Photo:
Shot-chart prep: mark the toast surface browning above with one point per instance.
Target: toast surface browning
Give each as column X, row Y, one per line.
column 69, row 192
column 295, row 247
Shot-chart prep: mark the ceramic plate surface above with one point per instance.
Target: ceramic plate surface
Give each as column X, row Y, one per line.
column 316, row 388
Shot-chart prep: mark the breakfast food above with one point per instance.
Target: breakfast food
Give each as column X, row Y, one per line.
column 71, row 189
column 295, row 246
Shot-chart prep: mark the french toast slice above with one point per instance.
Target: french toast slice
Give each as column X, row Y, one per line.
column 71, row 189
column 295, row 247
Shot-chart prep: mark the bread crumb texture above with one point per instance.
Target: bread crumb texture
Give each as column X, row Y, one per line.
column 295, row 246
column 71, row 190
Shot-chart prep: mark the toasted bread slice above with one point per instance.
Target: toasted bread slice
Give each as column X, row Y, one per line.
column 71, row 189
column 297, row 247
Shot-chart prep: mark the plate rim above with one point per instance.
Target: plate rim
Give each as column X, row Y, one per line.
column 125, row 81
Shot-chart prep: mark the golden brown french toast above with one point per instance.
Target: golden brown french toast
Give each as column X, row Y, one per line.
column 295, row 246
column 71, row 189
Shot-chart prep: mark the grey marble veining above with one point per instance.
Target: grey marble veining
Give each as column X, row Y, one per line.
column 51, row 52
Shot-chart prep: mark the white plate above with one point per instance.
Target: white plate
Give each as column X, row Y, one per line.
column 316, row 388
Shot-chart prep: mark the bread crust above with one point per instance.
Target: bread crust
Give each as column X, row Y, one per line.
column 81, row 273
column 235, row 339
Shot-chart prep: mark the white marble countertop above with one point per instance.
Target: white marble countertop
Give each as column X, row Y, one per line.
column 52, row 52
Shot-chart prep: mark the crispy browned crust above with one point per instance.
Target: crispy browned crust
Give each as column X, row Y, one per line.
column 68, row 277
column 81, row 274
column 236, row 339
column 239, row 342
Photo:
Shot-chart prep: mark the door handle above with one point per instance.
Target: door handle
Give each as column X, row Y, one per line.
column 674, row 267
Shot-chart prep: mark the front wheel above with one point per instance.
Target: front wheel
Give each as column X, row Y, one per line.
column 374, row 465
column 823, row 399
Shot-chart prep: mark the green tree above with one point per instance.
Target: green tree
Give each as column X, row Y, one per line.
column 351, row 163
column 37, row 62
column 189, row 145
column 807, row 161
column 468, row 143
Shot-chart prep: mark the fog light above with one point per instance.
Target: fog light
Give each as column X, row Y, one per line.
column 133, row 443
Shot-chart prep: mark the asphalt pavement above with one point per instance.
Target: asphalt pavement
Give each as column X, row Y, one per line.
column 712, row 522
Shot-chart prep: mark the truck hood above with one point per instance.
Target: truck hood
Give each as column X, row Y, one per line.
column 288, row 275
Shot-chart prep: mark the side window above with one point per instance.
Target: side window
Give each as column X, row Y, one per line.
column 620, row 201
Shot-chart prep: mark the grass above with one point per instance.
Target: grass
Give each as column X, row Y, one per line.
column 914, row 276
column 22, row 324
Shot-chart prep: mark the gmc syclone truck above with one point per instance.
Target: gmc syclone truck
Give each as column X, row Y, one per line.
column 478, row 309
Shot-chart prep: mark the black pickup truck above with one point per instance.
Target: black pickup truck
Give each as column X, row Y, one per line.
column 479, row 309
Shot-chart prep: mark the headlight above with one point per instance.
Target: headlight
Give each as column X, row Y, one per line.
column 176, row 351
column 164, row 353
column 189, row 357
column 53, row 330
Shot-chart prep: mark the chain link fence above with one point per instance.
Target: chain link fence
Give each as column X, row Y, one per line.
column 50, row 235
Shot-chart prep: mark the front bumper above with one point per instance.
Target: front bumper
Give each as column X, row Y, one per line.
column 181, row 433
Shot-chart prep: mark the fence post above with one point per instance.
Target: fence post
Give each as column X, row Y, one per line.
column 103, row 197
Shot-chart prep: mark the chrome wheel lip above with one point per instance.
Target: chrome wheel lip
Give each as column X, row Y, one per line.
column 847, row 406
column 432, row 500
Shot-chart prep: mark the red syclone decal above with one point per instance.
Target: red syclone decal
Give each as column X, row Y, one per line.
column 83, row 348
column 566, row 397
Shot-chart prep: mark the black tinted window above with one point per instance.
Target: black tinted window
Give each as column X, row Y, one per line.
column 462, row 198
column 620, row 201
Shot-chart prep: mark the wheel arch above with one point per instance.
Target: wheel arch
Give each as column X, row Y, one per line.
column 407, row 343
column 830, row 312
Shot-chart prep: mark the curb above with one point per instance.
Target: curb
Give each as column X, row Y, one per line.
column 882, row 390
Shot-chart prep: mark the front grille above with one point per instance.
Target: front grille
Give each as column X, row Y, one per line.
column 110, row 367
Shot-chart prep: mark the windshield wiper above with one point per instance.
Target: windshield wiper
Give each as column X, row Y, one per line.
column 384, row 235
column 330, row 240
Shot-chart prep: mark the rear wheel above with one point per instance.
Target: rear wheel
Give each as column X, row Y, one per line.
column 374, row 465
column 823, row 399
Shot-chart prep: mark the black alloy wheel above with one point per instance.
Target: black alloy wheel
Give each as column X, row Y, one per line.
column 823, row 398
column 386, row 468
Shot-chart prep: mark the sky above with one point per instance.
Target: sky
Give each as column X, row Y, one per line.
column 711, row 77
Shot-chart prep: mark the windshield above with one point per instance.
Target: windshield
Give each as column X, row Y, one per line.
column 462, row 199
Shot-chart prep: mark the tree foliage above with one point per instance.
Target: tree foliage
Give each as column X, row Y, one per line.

════════════════════

Copy every line of the records above, word for word, without changing anything.

## Full answer
Photo:
Shot-chart prep: mark the toast surface browning above with one point per instance.
Target: toast surface browning
Give each as column X, row Y, one per line.
column 69, row 192
column 295, row 247
Shot-chart prep: mark the ceramic plate surface above with one point per instance.
Target: ceramic plate surface
Give each as column X, row Y, one per line.
column 316, row 388
Shot-chart prep: mark the breakfast food above with one point per instance.
Target: breakfast food
Give each as column X, row Y, one per line.
column 71, row 189
column 295, row 246
Shot-chart prep: mark the french toast slice above with one point per instance.
Target: french toast slice
Give each as column X, row Y, one per line.
column 71, row 189
column 295, row 247
Shot-chart prep: mark the bread crumb texture above with one point per instance.
Target: bread crumb texture
Give each as column X, row Y, one per line.
column 295, row 246
column 71, row 190
Shot-chart prep: mark the toasted bread slice above with one point per instance.
Target: toasted bread slice
Give each as column X, row Y, one per line.
column 71, row 189
column 297, row 247
Shot-chart prep: mark the plate rim above with one point per instance.
Target: plate rim
Give each as column X, row Y, one per line.
column 125, row 81
Shot-chart prep: mark the golden brown french toast above with one point per instance.
Target: golden brown french toast
Give each as column X, row Y, one per line.
column 295, row 246
column 71, row 189
Shot-chart prep: mark the grey marble veining above with one point per instance.
Target: grey marble veining
Give each as column X, row Y, one per line.
column 51, row 52
Shot-chart prep: mark the white plate above with one point per instance.
Target: white plate
Give each as column X, row Y, one per line.
column 316, row 388
Shot-chart prep: mark the bread crust above with one point per instance.
Target: bread crust
Give each as column X, row Y, one per line.
column 81, row 273
column 235, row 339
Shot-chart prep: mark the white marble countertop above with one point per instance.
Target: white marble countertop
Give each as column X, row Y, one per line.
column 52, row 52
Shot-chart prep: mark the crispy browned crust above with one point per instance.
Target: crispy browned crust
Give each as column X, row Y, one per line.
column 68, row 277
column 81, row 274
column 236, row 339
column 239, row 342
Photo:
Shot-chart prep: mark the door handle above with one point per instance.
Target: door handle
Give each as column X, row Y, one per line.
column 674, row 267
Shot-chart prep: mark the front wheel above with one point per instance.
Target: front wheel
Give each as column X, row Y, one per line.
column 374, row 465
column 823, row 399
Shot-chart prep: mark the green tree above with one point per instance.
Target: green tree
Give each as column X, row Y, one per line.
column 351, row 163
column 37, row 62
column 189, row 145
column 807, row 161
column 468, row 143
Shot-chart prep: mark the fog light above with one point per instance.
Target: fog light
Give each as column X, row Y, one per line.
column 133, row 443
Shot-chart prep: mark the asphalt pavement above with one point per instance.
Target: asphalt pavement
Give each as column X, row Y, one per line.
column 712, row 522
Shot-chart prep: mark the truck hood above with one point per instance.
Target: truck hood
Give each as column X, row Y, one per line.
column 288, row 275
Shot-chart prep: mark the side window above with one point per instance.
Target: side window
Give each as column X, row Y, one per line.
column 620, row 201
Shot-chart prep: mark the grass above with one point per instance.
Target: grass
Give each as column X, row Y, one per line.
column 914, row 276
column 22, row 324
Shot-chart prep: mark the gmc syclone truck above with one point per instance.
Target: gmc syclone truck
Give each as column X, row Y, one per line.
column 478, row 309
Shot-chart prep: mark the black pickup truck above with one point per instance.
Target: black pickup truck
Give each as column X, row Y, one per line.
column 479, row 309
Shot-chart prep: mark the headlight above with one point per instance.
Target: headlight
Give each as column X, row Y, one per line.
column 176, row 351
column 164, row 353
column 189, row 357
column 53, row 330
Shot-chart prep: mark the chain link fence above with one point per instance.
Target: chain link fence
Give each as column X, row Y, one per line.
column 50, row 235
Shot-chart prep: mark the front bumper above with one point per instance.
Target: front bumper
Give each as column X, row Y, one per line.
column 181, row 433
Shot-chart prep: mark the fence post above with one point per instance.
Target: fence post
Give each as column X, row Y, one per line.
column 103, row 197
Shot-chart prep: mark the chrome wheel lip above with one point per instance.
Target: chrome wheel lip
Give each as column X, row Y, one per line.
column 847, row 406
column 432, row 500
Shot-chart prep: mark the red syclone decal above with one point per instance.
Target: red syclone decal
Give each as column X, row Y, one per line.
column 83, row 348
column 566, row 397
Shot-chart prep: mark the black tinted window above with one point per instance.
Target: black tinted window
Give each as column X, row Y, one per line.
column 462, row 198
column 620, row 201
Shot-chart prep: mark the wheel arch above with one point per instance.
Target: wheel arch
Give each as column X, row Y, one per line.
column 407, row 343
column 830, row 312
Shot-chart prep: mark the curb above with one point per instance.
Target: curb
Give each as column X, row Y, one per line.
column 882, row 390
Shot-chart prep: mark the front grille above with one point per instance.
Target: front grille
Give each as column X, row Y, one per line.
column 110, row 367
Shot-chart prep: mark the windshield wiper above with one point per instance.
Target: windshield wiper
Give each as column X, row Y, one per line.
column 384, row 235
column 330, row 240
Shot-chart prep: mark the rear wheel above with one point per instance.
Target: rear wheel
Give each as column X, row Y, one per line.
column 374, row 465
column 823, row 399
Shot-chart prep: mark the black alloy wheel above with one point per instance.
Target: black alloy wheel
Give each as column X, row Y, one per line.
column 823, row 398
column 386, row 468
Shot-chart prep: mark the sky above with one point per instance.
Target: sky
Give each as column X, row Y, one per line.
column 711, row 77
Shot-chart prep: mark the windshield above with one point per instance.
Target: windshield
Give each as column X, row Y, one per line.
column 462, row 199
Shot-chart prep: mark the tree foliage above with one point per instance.
Target: tree foliage
Give each as column X, row Y, one per line.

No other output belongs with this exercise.